Please transcribe the data below in full, word for word, without the images.

Region pointing data
--------------------
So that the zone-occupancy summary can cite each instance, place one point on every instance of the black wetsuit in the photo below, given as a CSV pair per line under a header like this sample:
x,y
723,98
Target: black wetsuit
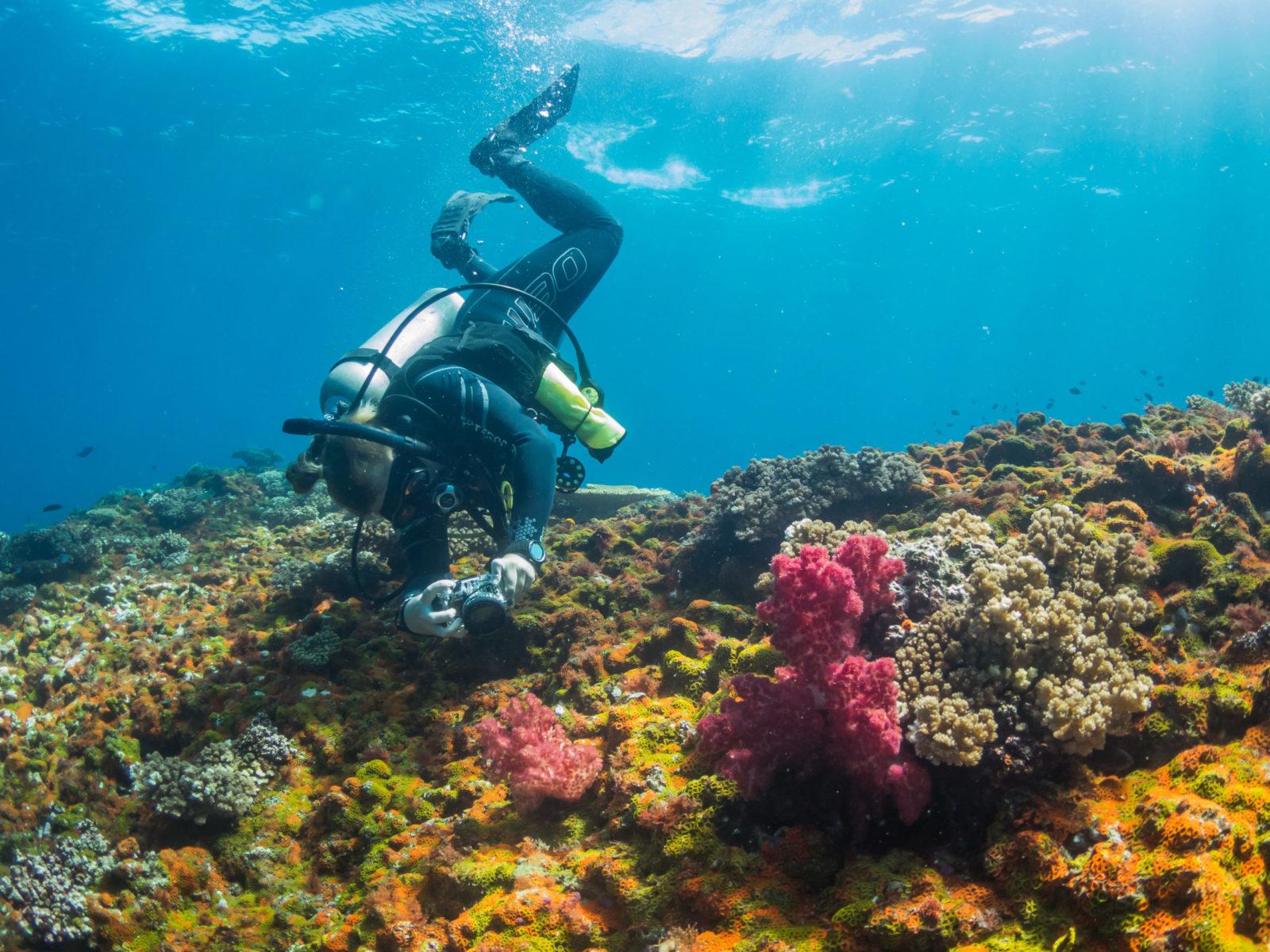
x,y
480,378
--------------------
• Solution to this problem:
So that the zone-occupancy summary can cite each instance, place one point on every instance of the black wetsuit in the photo below, given as a CSV pair per line under a header like this sample:
x,y
723,98
Target: black wetsuit
x,y
480,378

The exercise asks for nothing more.